JOUW OPDRACHTEN:
1. Neem alsjeblieft woord voor woord over uit het fragment over de scientist-practitioner: alles vanaf "In het hoofdstuk" tot en met "de patiënt zelf).".
2. Wie zijn volgens het fragment over de scientist-practitioner de auteurs van het hoofdstuk over neuro- en revalidatiepsychologie?
3. Waarom is het hoofdstuk over klinische psychologie en geestelijke gezondheidszorg volgens het fragment over de scientist-practitioner nogal verwarrend voor eerstejaars? Leg dat in één tot drie zinnen uit.

TE LEZEN FRAGMENT:
Hutschemaekers weet de onvruchtbare dichotomie tussen klinische blik en ‘harde’ methodes vaardig te demonteren, en via de figuur van de scientist-practitioner het evenwicht tussen onderzoek en praktijk te herstellen. De belangrijkste categorie die hij hier in het spel brengt is die van de reflectie: zowel de onderzoeker als de praktijkpsycholoog moeten af en toe een stapje terug doen en hun werk kritisch beschouwen. Dat klinkt als een vanzelfsprekendheid – reflectie is toch de academische kwaliteit bij uitstek? – maar nu zowel de universiteit als de instellingen van zorg en advisering in toenemende mate de industriële productiewijze omarmen, lijkt de ruimte voor reflectie drastisch te zijn verminderd.
Een tweede kenmerk van de scientist-practitioner is zijn aandacht voor context, niet alleen als geheel van ‘storende’ variabelen die de effectiviteit van interventies nadelig kunnen beïnvloeden, maar ook en vooral als serieus te onderzoeken component van het praktijkwerk. Het gaat dan niet om het toetsen van algemene theorieën, maar om het nauwkeurig interpreteren van relevante processen en gebeurtenissen. Het is bij uitstek de academisch geschoolde praktijkpsycholoog die hier het voortouw zou moeten nemen.
Die scientist-practitioner verlaat vervolgens het toneel, om plaats te maken voor tamelijk klassieke overzichten van de A&O-psychologie en klinische psychologie. Het hoofdstuk over de A&O-psychologie (van Beckers en Roe) is wel overzichtelijk, maar ook in ambtelijke taal geschreven. Misschien komt dit ook omdat het vakgebied in theoretisch opzicht nogal verbrokkeld is: de veelheid aan gepresenteerde modellen laat zich moeilijk onder één noemer brengen, zo lijkt het.
Het hoofdstuk over klinische psychologie en geestelijke gezondheidszorg (van Hutschemaekers en Van Dijk) bestaat uit vier delen, die alle informatief zijn, maar ook zeer heterogeen – en daarmee voor eerstejaars nogal verwarrend. De eerste twee paragrafen betreffen de klinische psychologie (medisch model, empowerment, et cetera) en de stromingen in dit specialisme (van psychoanalyse tot en met de systeembenadering), die er in hoog tempo doorheen gejast worden. Daarna wordt de institutionele kant behandeld: de geschiedenis van de geestelijke gezondheidszorg en de plaats van de psycholoog daarin – op zich een nuttig overzicht, maar ook behoorlijk taaie kost. Alsof de auteurs dat zelf aanvoelden, hebben ze het hoofdstuk afgesloten met een illustratieve casus.
In het hoofdstuk over neuro- en revalidatiepsychologie van Kessels en Hendriks verschijnt de scientist-practitioner weer ten tonele. Na een heldere paragraaf over de hersenen en hun (cognitieve) functies, komt de praktijk, de klinische neuropsychologie, aan bod. De schets die wordt gegeven van de diagnostische cyclus voldoet aardig aan het beginsel dat ook de praktijkpsycholoog wetenschappelijk te werk gaat – niet door richtlijnen te volgen, maar door ten aanzien van één casus hypothesevormend en -toetsend te werk te gaan, gebruik makend van heterogeen materiaal (dossiers, symptomen, scaninformatie, en niet te vergeten het verhaal van de patiënt zelf).
Dan is het boek plotseling afgelopen: geen slotwoord of terugblik, alsof het boek snel op de markt moest voor het nieuwe cohort psychologiestudenten. Het wachten is wat mij betreft op de volgende editie, waarin de regie strakker is en de scientist-practitioner de hem toegedachte hoofdrol ook echt mag uitvoeren.

FRAGMENTEN UIT GEGEVENS:

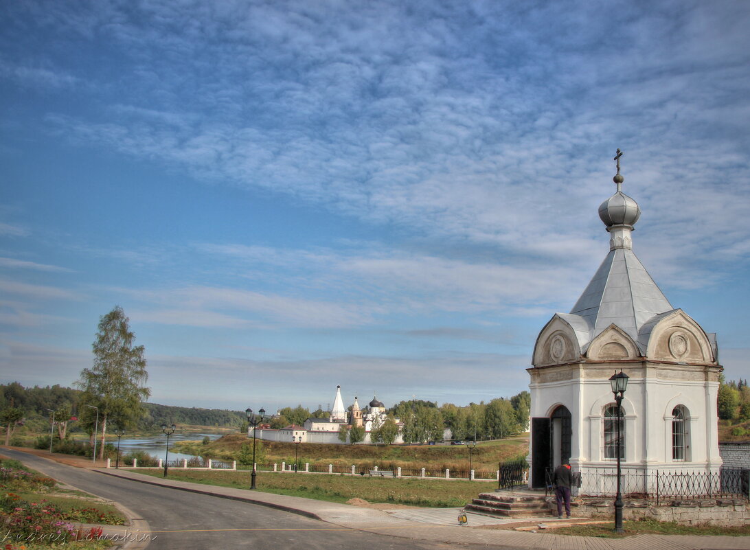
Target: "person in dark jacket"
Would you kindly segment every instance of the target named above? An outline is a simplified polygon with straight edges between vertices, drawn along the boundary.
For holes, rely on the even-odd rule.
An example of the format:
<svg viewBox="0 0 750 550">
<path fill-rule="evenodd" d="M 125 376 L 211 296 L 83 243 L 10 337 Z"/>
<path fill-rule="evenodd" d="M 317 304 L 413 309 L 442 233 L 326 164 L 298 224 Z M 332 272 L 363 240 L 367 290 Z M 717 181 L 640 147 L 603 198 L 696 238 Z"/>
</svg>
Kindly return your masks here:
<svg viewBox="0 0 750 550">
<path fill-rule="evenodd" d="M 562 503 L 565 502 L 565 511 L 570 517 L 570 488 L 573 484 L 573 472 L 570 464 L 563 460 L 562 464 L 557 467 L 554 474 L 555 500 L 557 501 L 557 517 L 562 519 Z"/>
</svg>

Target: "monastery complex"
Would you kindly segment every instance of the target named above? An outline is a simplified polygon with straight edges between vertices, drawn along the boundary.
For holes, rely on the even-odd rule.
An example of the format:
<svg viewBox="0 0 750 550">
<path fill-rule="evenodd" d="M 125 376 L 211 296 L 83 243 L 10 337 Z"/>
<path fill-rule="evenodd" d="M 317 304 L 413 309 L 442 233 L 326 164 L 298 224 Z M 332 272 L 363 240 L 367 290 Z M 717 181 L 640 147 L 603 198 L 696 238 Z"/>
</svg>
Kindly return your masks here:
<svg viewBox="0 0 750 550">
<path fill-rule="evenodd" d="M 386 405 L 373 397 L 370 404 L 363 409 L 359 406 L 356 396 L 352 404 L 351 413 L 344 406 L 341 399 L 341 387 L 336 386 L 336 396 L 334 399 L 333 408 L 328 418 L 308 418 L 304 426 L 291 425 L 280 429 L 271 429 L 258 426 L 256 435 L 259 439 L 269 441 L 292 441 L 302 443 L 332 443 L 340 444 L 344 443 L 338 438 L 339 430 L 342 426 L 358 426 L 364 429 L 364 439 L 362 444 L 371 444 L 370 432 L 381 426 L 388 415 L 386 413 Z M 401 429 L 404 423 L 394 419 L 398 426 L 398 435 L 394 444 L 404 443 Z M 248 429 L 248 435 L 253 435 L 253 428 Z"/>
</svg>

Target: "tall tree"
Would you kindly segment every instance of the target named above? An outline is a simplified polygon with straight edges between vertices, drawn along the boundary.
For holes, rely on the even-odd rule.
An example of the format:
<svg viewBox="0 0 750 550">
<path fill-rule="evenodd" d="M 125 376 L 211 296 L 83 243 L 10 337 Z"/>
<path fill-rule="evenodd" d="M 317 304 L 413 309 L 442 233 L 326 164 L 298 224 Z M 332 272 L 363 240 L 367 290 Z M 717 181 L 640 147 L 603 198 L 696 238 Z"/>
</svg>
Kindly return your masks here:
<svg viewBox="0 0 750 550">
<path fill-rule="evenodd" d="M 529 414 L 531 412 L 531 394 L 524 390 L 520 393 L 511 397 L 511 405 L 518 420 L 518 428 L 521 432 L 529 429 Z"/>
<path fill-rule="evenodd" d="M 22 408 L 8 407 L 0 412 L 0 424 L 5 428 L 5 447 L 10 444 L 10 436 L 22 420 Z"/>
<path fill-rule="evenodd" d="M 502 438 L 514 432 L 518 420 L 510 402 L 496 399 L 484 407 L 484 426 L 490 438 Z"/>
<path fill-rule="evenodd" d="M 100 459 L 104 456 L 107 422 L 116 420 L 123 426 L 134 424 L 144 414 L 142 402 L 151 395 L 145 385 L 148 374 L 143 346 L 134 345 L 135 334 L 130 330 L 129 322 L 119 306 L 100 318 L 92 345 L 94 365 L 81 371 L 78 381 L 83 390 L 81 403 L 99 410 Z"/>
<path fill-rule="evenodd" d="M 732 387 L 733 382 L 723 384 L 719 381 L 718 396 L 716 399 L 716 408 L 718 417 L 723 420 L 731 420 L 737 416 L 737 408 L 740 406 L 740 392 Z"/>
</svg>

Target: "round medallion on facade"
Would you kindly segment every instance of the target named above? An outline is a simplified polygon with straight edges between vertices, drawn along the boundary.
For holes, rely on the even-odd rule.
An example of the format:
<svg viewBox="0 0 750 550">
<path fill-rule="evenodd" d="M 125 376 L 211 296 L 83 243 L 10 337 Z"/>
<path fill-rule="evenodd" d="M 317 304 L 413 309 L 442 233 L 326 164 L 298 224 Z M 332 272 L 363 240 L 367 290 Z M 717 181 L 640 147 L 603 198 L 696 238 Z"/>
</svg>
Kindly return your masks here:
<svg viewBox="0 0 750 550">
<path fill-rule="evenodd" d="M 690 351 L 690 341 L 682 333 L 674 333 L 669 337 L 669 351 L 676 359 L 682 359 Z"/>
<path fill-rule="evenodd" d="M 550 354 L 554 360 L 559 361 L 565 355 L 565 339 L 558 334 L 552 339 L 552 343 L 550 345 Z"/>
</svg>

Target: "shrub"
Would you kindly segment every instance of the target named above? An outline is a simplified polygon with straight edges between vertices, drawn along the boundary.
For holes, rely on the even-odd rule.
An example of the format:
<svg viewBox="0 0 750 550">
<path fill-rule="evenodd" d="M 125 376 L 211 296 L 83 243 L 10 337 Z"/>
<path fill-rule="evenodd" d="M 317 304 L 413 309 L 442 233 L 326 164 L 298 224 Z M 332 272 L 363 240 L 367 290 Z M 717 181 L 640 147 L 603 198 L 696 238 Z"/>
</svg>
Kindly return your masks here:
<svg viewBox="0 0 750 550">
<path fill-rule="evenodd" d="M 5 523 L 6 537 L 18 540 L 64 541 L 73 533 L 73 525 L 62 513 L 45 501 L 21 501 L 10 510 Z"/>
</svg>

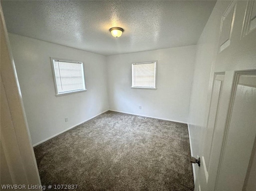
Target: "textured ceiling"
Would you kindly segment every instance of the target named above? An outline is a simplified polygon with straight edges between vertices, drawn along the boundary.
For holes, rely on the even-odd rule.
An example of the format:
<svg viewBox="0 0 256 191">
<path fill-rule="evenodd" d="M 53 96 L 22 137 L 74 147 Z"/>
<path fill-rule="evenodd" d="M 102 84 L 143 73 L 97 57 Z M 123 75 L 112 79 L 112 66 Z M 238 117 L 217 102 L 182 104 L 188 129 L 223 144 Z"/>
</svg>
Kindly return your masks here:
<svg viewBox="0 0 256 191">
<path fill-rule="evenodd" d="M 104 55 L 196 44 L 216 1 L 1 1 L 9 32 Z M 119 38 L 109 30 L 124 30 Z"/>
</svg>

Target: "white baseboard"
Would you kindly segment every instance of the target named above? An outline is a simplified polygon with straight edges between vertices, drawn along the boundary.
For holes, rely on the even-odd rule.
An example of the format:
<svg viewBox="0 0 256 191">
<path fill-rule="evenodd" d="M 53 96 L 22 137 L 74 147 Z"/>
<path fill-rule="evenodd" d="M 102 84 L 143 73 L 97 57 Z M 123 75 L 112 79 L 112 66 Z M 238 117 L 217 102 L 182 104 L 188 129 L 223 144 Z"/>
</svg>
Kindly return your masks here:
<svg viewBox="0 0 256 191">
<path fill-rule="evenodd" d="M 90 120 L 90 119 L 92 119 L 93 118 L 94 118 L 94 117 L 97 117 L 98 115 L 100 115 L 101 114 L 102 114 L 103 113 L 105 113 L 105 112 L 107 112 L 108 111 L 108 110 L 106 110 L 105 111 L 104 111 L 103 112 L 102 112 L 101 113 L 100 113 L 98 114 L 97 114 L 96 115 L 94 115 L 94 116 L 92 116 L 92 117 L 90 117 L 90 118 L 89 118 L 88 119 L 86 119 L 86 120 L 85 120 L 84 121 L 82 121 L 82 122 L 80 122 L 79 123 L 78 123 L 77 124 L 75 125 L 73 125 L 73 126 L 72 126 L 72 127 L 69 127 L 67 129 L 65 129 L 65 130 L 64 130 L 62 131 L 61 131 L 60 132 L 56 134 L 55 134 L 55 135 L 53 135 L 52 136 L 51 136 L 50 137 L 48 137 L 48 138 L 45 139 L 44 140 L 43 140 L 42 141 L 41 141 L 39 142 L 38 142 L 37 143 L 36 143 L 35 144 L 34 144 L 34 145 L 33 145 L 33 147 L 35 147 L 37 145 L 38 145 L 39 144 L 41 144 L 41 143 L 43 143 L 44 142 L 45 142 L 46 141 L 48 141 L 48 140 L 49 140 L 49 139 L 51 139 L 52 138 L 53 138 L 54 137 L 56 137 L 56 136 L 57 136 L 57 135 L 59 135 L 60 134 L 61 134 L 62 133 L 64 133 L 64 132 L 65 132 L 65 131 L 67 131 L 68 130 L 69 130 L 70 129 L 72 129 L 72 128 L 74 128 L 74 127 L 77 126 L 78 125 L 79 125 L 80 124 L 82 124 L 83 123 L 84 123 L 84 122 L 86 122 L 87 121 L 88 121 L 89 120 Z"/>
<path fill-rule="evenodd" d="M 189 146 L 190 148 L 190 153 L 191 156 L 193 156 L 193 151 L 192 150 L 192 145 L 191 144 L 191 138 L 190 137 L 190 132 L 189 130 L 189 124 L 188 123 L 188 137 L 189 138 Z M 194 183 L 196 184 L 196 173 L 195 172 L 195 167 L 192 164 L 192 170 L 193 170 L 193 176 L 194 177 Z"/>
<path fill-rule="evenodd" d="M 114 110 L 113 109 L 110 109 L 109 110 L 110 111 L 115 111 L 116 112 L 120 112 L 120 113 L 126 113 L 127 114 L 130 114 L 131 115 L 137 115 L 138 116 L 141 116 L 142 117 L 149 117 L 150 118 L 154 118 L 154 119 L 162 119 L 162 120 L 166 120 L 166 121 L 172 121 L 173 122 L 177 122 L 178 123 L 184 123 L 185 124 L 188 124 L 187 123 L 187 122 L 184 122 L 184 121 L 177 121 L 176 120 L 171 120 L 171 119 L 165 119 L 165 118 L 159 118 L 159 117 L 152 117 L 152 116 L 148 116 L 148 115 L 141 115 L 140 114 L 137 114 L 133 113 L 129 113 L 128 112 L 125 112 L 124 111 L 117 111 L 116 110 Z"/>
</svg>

ANTWOORDEN PER OPDRACHT:
1.
In het hoofdstuk over neuro- en revalidatiepsychologie van Kessels en Hendriks verschijnt de scientist-practitioner weer ten tonele. Na een heldere paragraaf over de hersenen en hun (cognitieve) functies, komt de praktijk, de klinische neuropsychologie, aan bod. De schets die wordt gegeven van de diagnostische cyclus voldoet aardig aan het beginsel dat ook de praktijkpsycholoog wetenschappelijk te werk gaat – niet door richtlijnen te volgen, maar door ten aanzien van één casus hypothesevormend en -toetsend te werk te gaan, gebruik makend van heterogeen materiaal (dossiers, symptomen, scaninformatie, en niet te vergeten het verhaal van de patiënt zelf).

2. Kessels en Hendriks.

3. Het hoofdstuk bestaat uit vier delen die alle informatief zijn, maar ook zeer heterogeen. Juist door die heterogeniteit is het voor eerstejaars nogal verwarrend.